• Vragen over materiaal
a - Kopieer uit de tekst over springende genen in hersencellen letterlijk het gedeelte van "Al in 2005 ontdekte" tot en met "te maken hebben.".
b - Welk percentage van de gezonde hersencellen bezit volgens de tekst over springende genen in hersencellen deze springende genen?
c - Zet de tekst over springende genen in hersencellen voort vanaf het punt waar deze ophoudt.

• Tekst
━━━

Alle cellen in ons lichaam hebben hetzelfde DNA, leren we op school. De laatste tijd is steeds meer bewijs gekomen dat die regel niet helemaal opgaat. Nu blijkt dat er bij hersencellen nogal wat variëteit is in het DNA. Elke hersencel is een beetje anders, stellen onderzoekers van, onder meer, het Amerikaanse Salk-instituut. Maken die ‘springende genen’ ons uniek? Of misschien wel ziek?
Een bron van dat veelvuldig afwijkende DNA zijn de zogeheten lange afwisselende kernelementen oftewel LINE1’s. Die kernelementen werden ook wel springende genen genoemd omdat die zichzelf kopiëren en elders in het genoom inbouwen. 44 tot 63% van de gezonde hersencellen hebben die springende genen. Het bleek de onderzoekers dat ze niet alleen iets toevoegen, maar ook zorgen voor de verdwijning van hele genen. Die kernelementen schijnen daarmee ook invloed te hebben op de activiteit van genen die wezenlijk zijn voor de ontwikkeling van de hersens.
“In 2013 ontdekten we dat verschillende hersencellen in hetzelfde brein verschilden in hun DNA”, zegt onderzoeker Fred Cage. “Dit onderzoek laat een nieuwe en verrassende vorm van variatie zien die ons helpt begrijpen welke rol LINE1’s spelen, niet alleen in het gezonde brein, maar ook een dat is aangedaan door schizofrenie of autisme.”
Al in 2005 ontdekte Gage c.s. LINE1’s als aanstichters voor de variëteit in de hersens. Pas toen het mogelijk was het DNA van een enkele cel uit te lezen werd duidelijk hoe groot die verscheidenheid was. Daaruit bleek dat grote brokken DNA worden ingevoegd of vernietigd.
In 2013 was niet duidelijk hoe dat in zijn werk gaat. Daardoor werd het ook lastig om de delen van DNA aan te wijzen die bij voorkeur werden veranderd. Ook was onduidelijk op de ‘springende genen’ daar iets mee te maken hebben.

━━━

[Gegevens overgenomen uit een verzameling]
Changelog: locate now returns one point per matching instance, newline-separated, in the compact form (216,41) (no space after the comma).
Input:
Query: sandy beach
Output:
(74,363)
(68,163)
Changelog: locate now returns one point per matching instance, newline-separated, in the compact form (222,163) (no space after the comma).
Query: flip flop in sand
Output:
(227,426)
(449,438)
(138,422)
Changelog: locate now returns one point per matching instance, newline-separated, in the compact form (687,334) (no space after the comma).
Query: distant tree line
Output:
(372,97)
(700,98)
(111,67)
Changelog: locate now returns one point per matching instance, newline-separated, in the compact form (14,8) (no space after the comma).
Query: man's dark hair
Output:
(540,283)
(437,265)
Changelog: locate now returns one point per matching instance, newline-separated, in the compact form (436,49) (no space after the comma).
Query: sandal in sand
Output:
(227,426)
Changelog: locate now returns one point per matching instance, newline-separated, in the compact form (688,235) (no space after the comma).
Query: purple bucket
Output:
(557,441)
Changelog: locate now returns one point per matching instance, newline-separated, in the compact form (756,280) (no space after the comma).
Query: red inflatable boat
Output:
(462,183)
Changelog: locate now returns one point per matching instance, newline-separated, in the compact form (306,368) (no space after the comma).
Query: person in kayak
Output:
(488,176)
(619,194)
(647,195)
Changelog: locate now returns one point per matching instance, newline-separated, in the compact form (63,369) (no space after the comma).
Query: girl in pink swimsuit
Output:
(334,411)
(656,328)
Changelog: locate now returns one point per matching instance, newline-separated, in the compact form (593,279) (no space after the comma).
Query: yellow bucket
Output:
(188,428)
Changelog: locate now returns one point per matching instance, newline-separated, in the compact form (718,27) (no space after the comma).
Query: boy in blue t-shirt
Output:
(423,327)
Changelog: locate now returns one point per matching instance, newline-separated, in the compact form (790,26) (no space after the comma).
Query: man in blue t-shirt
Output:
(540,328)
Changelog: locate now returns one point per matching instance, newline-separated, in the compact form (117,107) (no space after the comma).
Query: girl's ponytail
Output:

━━━

• Overzicht van antwoorden
a -
Al in 2005 ontdekte Gage c.s. LINE1’s als aanstichters voor de variëteit in de hersens. Pas toen het mogelijk was het DNA van een enkele cel uit te lezen werd duidelijk hoe groot die verscheidenheid was. Daaruit bleek dat grote brokken DNA worden ingevoegd of vernietigd.
In 2013 was niet duidelijk hoe dat in zijn werk gaat. Daardoor werd het ook lastig om de delen van DNA aan te wijzen die bij voorkeur werden veranderd. Ook was onduidelijk op de ‘springende genen’ daar iets mee te maken hebben.

b - 44 tot 63% van de gezonde hersencellen.

c -
Algoritme
De onderzoekers ontwikkelden een methode om de variëteiten in het DNA te onderkennen en schreven een algoritme waarmee met grotere nauwkeurigheid die veranderingen kunnen worden aangewezen. Bij stamcellen die zich ontwikkelden tot hersencellen, zagen ze dat de afwisselende kernelementen gevoelig zijn voor breuk. Dat komt doordat er een enzym dat actief is tijdens de differentiatie zich een weg door die LINE1’s heen knabbelt. Mensen erven sommige van die kernelementen van hun ouders en het enzym lijkt daar een voorkeur voor te hebben.
LIN1’s voegen niet alleen iets toe maar laten ook iets verdwijnen. Het is plakken en knippen. “Dat was het verrassende”, zegt medeonderzoekster Jennifer Erwin. “We dachten dat LINE1’s alleen iets toevoegde, maar ze laten ook delen verdwijnen. Dat betekent dat die kernelementen een grotere invloed hebben op het genoom dan aangenomen.”
Gage denkt dat die variëteit in cel-DNA goed is voor de hersens, aangezien zo’n beetje de helft van de hersencellen grote brokken DNA mist of erbij krijgt alleen al door de ‘springende genen’. Te veel van dat knip- en plakwerk zou ziektes kunnen veroorzaken, denkt hij. Recent bleek dat mensen met een zeldzame vorm van autisme (Rett-syndroom) veel LIN!-variëteit hebben dan normaal.
Schizofrenie
De onderzoekers keken naar een gen dat geassocieerd wordt met schizofrenie: DLG2. Door LINE1’s veroorzaakte veranderingen in dat gen veroorzaken veranderingen in de genactiviteit en hebben daardoor invloed op de rijping van de hersencellen. Ze willen nu ook gaan kijken wat die ‘springende genen’ bij andere genen aanrichten.